* _WORK INSTRUCTIONS_: Convert every item below into a JSON list of strings with one string per line, skipping blank lines. Leave the pictures out of the output.

* BEGIN DATA PROVIDED *

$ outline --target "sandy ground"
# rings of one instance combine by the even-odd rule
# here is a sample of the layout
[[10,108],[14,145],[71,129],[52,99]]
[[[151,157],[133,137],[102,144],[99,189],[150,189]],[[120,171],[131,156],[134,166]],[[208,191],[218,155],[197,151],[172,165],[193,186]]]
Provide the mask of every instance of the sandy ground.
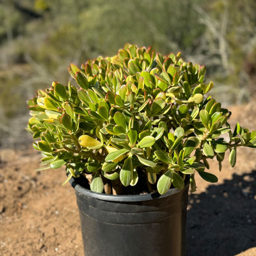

* END DATA PROVIDED *

* _OUTPUT FOR THIS TASK_:
[
  "$ outline --target \"sandy ground\"",
  "# rings of one instance combine by the even-odd rule",
  "# here is a sample of the layout",
  "[[10,108],[14,145],[71,129],[52,99]]",
  "[[[151,157],[133,137],[102,144],[99,189],[150,189]],[[120,171],[131,156],[134,166]],[[208,191],[218,155],[197,151],[172,165],[193,186]]]",
  "Provide the mask of every instance of the sandy ground."
]